_Supplied records_
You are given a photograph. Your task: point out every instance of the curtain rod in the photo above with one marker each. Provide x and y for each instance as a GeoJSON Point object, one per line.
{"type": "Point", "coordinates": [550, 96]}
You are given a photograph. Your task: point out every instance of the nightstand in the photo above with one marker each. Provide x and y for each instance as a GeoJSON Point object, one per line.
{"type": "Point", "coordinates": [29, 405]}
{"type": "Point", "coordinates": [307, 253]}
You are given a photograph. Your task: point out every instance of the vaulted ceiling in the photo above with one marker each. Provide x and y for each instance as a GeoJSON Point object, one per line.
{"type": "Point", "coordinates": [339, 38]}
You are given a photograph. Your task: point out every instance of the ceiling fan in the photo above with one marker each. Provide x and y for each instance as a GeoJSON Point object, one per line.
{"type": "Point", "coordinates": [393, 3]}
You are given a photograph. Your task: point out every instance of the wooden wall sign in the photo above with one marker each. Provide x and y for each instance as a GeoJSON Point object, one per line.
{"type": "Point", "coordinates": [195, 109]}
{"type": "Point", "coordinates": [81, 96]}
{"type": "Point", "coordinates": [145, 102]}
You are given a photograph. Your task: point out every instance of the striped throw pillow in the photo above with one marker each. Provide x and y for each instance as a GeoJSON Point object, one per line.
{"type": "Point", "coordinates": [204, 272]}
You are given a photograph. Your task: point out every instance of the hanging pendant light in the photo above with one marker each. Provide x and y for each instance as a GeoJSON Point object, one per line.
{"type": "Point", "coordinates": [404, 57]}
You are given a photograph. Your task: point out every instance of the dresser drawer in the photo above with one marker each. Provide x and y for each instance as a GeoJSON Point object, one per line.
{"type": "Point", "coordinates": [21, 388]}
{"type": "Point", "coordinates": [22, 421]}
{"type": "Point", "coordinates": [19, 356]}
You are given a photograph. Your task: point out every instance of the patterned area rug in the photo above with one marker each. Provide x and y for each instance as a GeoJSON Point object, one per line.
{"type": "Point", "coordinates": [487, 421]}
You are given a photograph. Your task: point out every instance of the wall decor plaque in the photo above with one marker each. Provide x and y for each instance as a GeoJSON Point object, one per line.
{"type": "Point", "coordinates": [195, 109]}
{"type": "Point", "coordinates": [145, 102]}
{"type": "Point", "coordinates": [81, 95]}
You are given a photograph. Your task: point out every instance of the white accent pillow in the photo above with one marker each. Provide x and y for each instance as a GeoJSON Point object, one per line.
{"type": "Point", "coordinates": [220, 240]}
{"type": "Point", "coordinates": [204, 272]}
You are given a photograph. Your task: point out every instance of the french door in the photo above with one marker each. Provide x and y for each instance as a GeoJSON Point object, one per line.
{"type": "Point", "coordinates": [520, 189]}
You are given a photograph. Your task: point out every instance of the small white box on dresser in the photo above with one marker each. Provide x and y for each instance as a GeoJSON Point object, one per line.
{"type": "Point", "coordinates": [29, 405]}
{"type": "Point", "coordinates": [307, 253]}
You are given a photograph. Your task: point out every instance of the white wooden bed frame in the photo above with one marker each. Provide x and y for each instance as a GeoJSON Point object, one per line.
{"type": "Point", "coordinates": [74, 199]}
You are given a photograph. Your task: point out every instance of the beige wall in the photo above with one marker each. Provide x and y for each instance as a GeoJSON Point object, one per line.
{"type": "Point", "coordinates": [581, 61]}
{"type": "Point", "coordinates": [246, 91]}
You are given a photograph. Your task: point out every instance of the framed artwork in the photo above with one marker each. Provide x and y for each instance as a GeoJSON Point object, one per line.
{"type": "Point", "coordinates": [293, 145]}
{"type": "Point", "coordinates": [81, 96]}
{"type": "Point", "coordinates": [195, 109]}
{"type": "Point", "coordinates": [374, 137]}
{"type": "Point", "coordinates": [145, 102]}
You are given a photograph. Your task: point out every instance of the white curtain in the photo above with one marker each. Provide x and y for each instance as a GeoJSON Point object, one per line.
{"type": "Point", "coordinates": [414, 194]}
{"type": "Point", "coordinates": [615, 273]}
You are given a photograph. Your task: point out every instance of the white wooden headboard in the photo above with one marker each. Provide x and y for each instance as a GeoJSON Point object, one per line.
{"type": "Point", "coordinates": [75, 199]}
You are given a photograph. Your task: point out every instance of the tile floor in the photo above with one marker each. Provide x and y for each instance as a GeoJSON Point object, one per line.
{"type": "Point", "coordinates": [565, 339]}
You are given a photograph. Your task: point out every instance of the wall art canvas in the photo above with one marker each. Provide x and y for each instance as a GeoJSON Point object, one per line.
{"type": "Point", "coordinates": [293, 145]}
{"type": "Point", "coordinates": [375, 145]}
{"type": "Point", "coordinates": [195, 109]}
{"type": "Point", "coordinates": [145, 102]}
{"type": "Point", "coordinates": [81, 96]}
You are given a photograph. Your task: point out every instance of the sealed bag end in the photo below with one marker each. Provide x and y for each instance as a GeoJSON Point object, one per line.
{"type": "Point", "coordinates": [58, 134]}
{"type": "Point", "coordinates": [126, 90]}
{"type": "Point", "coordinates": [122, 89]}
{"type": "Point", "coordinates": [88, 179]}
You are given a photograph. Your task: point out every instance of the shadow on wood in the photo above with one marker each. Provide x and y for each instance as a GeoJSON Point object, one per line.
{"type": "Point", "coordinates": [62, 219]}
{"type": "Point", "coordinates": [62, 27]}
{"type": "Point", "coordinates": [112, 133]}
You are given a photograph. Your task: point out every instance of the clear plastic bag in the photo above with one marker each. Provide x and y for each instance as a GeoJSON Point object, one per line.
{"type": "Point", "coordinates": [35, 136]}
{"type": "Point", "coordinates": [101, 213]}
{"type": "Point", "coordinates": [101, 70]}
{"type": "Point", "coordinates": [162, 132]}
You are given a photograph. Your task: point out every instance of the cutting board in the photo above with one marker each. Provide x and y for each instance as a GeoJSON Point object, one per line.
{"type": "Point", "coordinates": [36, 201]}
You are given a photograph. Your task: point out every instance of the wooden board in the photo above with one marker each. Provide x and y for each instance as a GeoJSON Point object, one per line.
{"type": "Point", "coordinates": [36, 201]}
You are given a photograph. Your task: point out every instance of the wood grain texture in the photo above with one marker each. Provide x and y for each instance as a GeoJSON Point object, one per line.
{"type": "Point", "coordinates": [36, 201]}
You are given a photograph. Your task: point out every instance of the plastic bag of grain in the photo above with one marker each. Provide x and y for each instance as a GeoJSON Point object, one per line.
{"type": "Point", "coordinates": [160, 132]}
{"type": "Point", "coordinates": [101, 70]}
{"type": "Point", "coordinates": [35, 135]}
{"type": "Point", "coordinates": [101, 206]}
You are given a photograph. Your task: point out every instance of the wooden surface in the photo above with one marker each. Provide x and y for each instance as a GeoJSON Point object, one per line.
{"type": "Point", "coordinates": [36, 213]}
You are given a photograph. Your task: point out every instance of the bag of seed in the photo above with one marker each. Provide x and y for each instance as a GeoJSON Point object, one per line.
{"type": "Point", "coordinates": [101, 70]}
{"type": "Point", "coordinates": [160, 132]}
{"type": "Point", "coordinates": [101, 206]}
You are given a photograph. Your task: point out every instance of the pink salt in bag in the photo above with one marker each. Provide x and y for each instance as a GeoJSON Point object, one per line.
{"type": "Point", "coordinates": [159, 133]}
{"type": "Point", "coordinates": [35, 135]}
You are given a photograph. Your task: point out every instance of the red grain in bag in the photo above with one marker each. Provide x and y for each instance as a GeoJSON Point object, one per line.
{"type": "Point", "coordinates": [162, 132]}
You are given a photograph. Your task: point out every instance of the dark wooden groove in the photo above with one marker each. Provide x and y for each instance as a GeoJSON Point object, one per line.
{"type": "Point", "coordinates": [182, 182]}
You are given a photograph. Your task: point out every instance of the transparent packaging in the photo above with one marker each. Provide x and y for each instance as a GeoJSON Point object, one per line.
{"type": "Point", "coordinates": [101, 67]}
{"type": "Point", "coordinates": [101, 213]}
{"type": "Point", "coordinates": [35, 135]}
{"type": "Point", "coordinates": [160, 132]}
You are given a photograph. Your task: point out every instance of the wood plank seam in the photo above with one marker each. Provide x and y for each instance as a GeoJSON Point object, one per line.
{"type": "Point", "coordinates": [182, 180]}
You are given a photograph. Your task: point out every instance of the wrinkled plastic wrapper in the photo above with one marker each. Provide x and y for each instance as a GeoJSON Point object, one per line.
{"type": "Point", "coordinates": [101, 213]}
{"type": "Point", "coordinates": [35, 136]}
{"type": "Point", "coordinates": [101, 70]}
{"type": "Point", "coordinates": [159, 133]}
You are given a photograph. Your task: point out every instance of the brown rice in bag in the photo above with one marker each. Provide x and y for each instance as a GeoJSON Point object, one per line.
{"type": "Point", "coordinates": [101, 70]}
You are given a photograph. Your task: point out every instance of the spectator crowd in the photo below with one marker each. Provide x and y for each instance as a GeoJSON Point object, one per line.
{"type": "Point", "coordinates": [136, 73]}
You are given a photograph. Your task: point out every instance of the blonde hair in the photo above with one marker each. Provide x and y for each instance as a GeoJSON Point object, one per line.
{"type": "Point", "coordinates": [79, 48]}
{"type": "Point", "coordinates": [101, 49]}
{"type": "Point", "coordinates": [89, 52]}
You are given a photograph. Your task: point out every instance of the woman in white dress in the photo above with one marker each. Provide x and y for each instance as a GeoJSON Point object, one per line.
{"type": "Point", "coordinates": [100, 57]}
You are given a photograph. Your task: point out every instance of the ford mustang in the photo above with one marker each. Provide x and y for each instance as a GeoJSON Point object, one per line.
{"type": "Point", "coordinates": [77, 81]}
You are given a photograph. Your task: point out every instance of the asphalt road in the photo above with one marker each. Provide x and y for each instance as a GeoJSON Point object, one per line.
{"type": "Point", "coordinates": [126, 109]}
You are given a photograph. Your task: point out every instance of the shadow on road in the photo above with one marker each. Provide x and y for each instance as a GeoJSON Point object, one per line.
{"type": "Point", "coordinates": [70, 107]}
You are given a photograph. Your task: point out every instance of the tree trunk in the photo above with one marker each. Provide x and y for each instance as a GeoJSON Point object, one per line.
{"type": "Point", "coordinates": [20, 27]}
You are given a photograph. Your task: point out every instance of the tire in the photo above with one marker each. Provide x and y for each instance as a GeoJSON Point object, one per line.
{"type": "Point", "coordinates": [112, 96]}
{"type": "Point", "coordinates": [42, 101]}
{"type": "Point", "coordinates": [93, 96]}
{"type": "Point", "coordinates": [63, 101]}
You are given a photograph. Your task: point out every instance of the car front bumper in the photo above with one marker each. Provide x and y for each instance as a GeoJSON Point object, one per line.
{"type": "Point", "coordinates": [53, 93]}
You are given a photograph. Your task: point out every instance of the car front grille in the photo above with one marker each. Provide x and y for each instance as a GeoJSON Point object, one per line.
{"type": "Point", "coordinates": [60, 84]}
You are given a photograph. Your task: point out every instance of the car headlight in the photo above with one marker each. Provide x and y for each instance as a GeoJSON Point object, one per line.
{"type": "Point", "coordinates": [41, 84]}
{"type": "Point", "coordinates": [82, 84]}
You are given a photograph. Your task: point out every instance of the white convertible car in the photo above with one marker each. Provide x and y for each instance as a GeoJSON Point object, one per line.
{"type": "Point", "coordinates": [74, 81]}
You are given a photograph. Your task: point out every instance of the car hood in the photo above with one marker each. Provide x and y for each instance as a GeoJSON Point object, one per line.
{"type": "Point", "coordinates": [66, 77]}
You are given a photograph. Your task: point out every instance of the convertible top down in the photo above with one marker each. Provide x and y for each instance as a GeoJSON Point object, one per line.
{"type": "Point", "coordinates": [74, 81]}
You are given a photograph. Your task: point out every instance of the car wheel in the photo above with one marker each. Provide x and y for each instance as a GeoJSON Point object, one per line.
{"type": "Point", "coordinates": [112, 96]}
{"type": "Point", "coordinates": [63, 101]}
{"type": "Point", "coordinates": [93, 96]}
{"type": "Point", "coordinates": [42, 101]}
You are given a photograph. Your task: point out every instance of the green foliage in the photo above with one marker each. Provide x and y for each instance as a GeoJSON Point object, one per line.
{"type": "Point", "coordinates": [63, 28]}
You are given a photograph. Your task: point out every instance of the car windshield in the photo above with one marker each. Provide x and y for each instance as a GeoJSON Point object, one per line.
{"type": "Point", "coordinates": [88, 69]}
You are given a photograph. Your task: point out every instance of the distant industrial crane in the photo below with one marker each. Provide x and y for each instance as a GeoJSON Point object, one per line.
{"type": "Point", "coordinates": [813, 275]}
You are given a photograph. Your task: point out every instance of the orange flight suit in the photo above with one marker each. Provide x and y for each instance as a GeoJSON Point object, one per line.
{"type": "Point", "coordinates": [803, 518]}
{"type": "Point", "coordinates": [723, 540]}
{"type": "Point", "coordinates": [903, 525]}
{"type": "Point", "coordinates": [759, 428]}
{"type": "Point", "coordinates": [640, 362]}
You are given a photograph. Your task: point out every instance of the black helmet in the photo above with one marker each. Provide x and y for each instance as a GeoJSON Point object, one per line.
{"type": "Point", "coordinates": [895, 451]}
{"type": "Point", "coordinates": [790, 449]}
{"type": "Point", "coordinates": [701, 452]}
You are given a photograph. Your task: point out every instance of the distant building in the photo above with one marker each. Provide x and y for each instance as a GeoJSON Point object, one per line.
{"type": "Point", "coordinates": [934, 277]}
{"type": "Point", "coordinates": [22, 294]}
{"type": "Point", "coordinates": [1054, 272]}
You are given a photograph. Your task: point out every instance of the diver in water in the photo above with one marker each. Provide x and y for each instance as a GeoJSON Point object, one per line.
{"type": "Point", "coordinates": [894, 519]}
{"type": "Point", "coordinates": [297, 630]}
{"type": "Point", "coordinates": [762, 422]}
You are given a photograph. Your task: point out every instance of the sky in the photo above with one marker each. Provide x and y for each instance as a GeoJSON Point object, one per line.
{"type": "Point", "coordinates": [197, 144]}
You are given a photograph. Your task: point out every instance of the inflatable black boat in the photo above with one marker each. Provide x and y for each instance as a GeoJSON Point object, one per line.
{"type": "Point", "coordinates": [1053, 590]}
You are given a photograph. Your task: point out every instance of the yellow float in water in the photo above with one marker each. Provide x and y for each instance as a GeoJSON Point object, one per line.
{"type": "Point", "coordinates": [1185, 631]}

_Required task_
Switch "black" to "gray" in the items, starting at the line with "of the diver" and running to the end of the items. Reproduce those lines with nothing else altered.

_Task output_
You are given a photograph. Your task: point out every instance of the diver in water in the photo above with one marker each. Provide x and y for each instance as a GeoJSON Point object, one per line.
{"type": "Point", "coordinates": [894, 519]}
{"type": "Point", "coordinates": [297, 630]}
{"type": "Point", "coordinates": [762, 422]}
You are given a photograph. Your task: point out every instance of the sky in the photo above with one marker each. Provide x and y for each instance as a GeoJSON Point object, one per line.
{"type": "Point", "coordinates": [197, 144]}
You are given a photograph. Your task: point out every instance of the inflatable gray boat in the photo above with one marker each. Provide x and y for each instance as a GeoJSON Point object, one per line.
{"type": "Point", "coordinates": [1053, 590]}
You are given a photograph. Your task: point out every instance of the yellow float in water in the photo above with one marker each. Provide x and y for each instance as a GeoJSON Point object, one per line.
{"type": "Point", "coordinates": [1185, 631]}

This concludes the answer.